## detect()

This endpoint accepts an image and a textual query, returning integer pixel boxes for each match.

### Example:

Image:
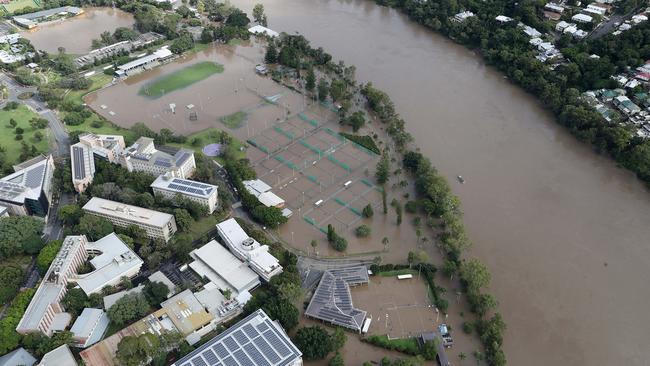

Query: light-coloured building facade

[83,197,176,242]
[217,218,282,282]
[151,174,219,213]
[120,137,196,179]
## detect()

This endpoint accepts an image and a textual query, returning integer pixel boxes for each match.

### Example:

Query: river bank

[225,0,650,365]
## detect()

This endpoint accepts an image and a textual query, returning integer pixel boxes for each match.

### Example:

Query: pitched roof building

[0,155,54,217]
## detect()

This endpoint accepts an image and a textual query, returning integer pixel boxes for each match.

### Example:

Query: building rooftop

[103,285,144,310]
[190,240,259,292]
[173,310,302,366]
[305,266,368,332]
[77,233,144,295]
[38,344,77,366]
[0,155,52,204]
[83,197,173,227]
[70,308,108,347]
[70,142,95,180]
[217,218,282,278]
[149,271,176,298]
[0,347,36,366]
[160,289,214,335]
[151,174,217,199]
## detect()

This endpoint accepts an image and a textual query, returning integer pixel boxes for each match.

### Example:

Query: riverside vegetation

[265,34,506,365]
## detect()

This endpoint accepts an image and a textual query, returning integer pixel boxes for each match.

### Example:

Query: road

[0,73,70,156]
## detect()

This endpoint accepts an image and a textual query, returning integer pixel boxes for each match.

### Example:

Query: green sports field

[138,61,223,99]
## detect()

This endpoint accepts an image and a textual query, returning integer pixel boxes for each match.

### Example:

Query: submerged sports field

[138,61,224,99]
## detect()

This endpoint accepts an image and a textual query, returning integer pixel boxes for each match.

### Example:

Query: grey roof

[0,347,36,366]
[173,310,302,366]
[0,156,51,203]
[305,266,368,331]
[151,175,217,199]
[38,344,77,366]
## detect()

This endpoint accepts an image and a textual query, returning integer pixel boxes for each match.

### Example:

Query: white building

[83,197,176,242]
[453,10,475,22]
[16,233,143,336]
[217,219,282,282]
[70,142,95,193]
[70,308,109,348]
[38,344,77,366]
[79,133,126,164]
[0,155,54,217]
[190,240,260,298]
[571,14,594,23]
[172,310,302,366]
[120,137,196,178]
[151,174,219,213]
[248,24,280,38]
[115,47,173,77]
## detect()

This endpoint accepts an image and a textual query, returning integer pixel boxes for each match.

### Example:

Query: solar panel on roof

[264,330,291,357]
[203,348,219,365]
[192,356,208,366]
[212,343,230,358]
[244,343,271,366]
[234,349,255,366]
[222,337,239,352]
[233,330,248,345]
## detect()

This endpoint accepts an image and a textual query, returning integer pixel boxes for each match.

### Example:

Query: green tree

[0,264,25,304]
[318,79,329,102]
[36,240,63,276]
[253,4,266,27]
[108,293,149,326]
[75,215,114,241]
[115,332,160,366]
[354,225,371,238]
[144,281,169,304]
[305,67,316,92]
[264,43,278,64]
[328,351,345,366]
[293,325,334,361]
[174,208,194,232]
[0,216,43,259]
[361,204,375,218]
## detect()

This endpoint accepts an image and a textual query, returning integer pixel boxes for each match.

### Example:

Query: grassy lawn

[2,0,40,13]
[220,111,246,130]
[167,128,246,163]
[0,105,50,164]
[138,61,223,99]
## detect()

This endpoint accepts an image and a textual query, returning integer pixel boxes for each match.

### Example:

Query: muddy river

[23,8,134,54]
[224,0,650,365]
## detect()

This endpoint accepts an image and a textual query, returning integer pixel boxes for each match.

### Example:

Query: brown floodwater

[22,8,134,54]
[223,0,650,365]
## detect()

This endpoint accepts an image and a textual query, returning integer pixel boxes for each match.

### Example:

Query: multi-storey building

════════════════════

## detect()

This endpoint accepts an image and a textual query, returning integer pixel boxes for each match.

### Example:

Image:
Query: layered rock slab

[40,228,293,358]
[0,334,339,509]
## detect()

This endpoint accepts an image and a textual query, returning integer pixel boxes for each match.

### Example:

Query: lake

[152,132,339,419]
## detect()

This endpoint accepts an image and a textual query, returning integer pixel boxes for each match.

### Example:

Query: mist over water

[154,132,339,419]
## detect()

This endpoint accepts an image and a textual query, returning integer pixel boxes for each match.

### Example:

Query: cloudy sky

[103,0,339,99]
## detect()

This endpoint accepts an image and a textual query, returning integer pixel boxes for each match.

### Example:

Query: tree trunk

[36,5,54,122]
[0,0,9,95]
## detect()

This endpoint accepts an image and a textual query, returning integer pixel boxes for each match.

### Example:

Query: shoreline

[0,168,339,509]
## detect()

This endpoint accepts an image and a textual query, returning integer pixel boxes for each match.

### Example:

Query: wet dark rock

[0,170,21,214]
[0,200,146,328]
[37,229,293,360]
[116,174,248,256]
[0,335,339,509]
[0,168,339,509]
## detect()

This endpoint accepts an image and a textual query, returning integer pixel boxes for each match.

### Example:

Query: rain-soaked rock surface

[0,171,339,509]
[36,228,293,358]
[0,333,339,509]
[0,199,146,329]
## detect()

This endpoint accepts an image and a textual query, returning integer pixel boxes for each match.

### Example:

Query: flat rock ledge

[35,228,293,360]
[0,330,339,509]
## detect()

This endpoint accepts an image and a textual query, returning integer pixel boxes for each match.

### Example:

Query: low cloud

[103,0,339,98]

════════════════════

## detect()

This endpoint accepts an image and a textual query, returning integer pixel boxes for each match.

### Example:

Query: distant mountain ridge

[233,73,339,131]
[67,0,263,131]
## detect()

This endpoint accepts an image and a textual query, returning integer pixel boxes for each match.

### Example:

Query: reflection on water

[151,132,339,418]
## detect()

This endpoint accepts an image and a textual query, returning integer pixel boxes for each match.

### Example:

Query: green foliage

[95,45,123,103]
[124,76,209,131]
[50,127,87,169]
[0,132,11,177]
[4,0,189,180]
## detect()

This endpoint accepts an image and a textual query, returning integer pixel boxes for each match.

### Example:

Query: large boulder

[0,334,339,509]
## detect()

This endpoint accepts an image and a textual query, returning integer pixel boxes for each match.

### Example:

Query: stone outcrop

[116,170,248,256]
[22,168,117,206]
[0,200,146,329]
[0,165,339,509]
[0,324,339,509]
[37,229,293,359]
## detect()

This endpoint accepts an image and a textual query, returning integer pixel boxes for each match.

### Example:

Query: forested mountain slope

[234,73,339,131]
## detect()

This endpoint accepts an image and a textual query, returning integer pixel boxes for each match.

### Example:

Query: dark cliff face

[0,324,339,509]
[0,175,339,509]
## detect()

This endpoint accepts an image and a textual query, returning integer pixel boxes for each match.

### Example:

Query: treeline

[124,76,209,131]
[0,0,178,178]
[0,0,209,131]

════════════════════

Find every line in the rows above that contains the word "sports" and copy each such line. Case counts.

Query: green sports field
Query: submerged sports field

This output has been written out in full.